(Passage given)
· · ·

Hilmar Buchta

SQL Server 2008 | SQL Server 2008 R2

This post is about reproducing some of the mining charts that are built into Business Intelligence Development Studio using Reporting Services. A common use case might be that you periodically train your model and the results of the training should be published as html reports.

For my example I use the Adventure Works Targeted Mailing mining structure. We want to plot the results from the “TM Decision Tree Model”. First let’s start with the lift chart. In BIDS, the chart for “Bike Buyer=1” looks like this:

image

In order to reproduce the chart, we’re going to use the SystemGetLiftTable stored function in SSAS. Since we need to do some computations, I prefer to use SQL, so we have to define a linked server first:

EXEC sp_addlinkedserver
@server=’SSAS_AW‘,
@srvproduct=“,
@provider=’MSOLAP‘,
@datasrc=’Adventure Works DW 2008R2′

The query for loading the results from the lift chart looks like this:

SELECT percentile,
       VALUE,
       CASE
         WHEN percentile >= 100 * CONVERT(FLOAT, totalattributevaluecases) /
                            totalcases
       THEN 100
         ELSE percentile / (( CONVERT(FLOAT, totalattributevaluecases) /
                              totalcases ))
       END idealmodel
FROM   Openquery(ssas_aw,
‚CALL SystemGetLiftTable([TM Decision Tree], 2, “Bike Buyer“, 1)‘) AS
derivedtbl_1
 

For the chart, we use the percentile of the lift table as category group (x-axis) and choose these entries for the values (y-axis):

  • Sum(Value)

· · ·

(Dataset extract)
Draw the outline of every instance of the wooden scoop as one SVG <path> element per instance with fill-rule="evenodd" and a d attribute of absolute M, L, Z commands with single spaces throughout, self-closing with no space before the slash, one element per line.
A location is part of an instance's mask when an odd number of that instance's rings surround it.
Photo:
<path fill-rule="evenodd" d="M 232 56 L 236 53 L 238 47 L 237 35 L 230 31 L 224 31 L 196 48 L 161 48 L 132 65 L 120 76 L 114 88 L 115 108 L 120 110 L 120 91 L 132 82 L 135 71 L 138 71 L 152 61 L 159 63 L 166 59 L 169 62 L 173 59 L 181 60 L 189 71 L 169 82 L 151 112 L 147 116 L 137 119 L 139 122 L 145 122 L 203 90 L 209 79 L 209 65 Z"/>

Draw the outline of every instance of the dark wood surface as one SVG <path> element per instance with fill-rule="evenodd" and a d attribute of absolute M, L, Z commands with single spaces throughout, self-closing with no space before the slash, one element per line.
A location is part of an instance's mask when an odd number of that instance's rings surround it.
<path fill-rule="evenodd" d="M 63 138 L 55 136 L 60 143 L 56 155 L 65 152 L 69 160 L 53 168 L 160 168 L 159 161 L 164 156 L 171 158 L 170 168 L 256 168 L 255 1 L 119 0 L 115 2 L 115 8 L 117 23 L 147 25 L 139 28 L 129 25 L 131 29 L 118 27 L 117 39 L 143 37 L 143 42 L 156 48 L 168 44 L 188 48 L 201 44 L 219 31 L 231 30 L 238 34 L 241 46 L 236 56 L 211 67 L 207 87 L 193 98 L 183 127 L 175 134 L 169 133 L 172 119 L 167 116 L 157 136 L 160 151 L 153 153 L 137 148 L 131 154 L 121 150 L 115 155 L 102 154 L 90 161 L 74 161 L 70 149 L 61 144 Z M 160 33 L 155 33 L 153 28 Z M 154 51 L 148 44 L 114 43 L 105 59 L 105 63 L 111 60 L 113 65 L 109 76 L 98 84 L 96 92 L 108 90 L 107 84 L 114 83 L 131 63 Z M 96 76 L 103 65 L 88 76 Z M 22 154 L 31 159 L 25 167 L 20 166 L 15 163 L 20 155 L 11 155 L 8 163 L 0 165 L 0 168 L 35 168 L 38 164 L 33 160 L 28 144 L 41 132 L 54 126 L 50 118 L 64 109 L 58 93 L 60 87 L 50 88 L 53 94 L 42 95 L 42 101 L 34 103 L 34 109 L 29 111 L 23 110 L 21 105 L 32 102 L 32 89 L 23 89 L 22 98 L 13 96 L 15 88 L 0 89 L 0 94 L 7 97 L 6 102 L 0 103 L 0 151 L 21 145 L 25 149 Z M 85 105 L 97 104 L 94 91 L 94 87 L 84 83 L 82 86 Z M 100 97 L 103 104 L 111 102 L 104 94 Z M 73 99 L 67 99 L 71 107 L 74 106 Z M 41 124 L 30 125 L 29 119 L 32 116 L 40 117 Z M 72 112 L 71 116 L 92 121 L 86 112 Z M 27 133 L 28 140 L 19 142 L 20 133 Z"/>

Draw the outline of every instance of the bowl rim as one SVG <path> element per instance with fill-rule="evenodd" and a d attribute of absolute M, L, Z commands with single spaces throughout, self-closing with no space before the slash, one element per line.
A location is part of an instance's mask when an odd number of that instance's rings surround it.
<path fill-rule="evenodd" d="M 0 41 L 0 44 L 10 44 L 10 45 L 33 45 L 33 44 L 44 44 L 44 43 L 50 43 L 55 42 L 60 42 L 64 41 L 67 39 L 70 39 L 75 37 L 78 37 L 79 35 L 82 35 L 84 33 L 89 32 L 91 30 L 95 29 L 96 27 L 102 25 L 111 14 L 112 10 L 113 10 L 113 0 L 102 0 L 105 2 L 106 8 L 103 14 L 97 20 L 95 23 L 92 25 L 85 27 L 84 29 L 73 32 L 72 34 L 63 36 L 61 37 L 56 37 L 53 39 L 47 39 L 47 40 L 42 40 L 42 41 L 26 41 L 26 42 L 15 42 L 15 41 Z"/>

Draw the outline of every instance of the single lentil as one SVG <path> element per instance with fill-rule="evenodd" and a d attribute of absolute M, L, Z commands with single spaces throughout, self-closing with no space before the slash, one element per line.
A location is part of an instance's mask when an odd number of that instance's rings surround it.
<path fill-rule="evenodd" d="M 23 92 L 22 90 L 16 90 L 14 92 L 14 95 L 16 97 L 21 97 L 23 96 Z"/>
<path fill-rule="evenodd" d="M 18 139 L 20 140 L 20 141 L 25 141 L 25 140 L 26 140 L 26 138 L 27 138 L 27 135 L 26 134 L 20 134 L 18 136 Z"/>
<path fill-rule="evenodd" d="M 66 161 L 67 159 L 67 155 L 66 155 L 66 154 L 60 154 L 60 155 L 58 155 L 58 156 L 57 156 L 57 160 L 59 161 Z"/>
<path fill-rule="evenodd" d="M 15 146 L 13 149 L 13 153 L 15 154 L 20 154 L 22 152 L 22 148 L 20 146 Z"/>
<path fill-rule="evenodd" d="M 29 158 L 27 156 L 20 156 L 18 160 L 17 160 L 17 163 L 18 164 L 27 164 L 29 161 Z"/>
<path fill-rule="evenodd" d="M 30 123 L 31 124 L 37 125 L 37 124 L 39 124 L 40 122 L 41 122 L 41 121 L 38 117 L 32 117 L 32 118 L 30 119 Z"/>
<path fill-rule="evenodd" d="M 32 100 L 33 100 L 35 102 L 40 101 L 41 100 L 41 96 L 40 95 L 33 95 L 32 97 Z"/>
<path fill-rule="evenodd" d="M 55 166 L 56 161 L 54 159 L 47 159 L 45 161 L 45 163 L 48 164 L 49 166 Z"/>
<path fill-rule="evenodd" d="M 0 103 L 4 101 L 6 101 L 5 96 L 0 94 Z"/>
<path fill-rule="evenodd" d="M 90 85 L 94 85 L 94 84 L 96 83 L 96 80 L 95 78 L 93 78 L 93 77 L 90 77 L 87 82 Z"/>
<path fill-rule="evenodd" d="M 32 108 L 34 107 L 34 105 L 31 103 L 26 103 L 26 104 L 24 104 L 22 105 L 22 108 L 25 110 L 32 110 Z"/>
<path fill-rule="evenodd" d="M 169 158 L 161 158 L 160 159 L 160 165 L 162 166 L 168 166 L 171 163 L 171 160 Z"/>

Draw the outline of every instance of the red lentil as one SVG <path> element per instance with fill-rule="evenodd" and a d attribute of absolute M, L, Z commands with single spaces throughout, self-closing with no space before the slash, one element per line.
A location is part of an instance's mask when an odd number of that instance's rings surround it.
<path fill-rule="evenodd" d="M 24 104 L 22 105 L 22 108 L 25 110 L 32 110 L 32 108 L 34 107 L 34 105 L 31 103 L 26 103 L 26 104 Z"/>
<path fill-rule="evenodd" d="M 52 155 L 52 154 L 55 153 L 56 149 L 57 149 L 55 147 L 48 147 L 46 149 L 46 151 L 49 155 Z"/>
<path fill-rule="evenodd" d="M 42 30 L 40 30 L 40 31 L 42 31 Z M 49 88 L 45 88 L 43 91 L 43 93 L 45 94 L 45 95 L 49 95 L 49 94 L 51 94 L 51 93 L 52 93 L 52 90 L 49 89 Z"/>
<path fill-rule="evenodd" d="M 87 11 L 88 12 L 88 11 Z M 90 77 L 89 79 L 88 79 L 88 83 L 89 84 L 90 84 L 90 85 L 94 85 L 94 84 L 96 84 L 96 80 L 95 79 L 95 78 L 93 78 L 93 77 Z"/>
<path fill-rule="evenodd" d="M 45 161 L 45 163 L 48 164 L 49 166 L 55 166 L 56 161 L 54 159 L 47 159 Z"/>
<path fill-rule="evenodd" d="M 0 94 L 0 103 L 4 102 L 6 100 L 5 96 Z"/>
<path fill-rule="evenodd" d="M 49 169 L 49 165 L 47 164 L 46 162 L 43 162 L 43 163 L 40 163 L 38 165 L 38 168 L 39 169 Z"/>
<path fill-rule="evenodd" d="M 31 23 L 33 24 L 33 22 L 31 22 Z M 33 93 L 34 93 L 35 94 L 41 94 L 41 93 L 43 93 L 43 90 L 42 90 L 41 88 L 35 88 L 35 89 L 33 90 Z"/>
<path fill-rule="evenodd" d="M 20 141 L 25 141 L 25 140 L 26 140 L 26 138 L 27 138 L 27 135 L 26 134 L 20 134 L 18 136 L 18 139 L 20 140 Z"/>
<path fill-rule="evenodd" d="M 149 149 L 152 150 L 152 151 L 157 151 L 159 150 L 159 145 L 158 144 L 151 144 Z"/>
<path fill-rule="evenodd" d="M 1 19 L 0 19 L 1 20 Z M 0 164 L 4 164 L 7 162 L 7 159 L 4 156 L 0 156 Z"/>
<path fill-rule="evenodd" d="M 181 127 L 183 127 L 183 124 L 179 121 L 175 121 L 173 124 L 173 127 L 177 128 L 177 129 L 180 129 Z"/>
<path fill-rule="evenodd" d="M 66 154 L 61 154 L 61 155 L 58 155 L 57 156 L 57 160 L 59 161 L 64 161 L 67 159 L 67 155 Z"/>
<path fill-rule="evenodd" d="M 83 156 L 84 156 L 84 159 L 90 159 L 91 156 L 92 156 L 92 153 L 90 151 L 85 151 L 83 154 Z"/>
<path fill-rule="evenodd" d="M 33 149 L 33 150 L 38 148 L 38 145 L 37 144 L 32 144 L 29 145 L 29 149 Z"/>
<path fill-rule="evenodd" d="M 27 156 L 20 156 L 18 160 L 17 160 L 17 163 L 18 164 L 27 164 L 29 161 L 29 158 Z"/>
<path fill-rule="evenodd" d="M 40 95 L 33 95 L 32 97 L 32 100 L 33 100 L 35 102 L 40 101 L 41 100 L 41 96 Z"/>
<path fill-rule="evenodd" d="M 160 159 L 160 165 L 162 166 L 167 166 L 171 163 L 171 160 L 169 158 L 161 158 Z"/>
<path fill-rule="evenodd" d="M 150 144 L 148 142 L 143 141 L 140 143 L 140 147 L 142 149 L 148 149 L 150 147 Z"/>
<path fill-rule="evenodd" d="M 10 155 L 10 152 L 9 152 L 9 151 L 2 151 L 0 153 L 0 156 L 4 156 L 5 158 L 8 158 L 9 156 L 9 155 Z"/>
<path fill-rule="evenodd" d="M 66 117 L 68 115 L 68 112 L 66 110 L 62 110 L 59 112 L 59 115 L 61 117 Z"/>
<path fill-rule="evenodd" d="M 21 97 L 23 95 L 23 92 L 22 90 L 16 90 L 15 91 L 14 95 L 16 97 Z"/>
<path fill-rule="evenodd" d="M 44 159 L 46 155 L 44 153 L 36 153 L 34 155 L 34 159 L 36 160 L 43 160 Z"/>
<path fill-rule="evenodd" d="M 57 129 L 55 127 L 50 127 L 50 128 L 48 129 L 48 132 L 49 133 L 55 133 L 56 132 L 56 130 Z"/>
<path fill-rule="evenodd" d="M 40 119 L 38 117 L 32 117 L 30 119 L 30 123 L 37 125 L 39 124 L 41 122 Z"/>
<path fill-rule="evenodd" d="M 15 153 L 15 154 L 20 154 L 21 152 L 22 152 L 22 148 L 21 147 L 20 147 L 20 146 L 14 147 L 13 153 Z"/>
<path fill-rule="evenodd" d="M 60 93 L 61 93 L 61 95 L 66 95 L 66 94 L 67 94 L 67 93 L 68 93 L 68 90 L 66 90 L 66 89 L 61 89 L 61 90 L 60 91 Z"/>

· · ·

(Set tasks)
a – Reproduce the mining chart post word for word from "Hilmar Buchta" to "as html reports.".
b – List every parameter name passed to sp_addlinkedserver in the mining chart post.
Work from the mining chart post alone.

(Replies)
a –
Hilmar Buchta

SQL Server 2008 | SQL Server 2008 R2

This post is about reproducing some of the mining charts that are built into Business Intelligence Development Studio using Reporting Services. A common use case might be that you periodically train your model and the results of the training should be published as html reports.

b – @server, @srvproduct, @provider, @datasrc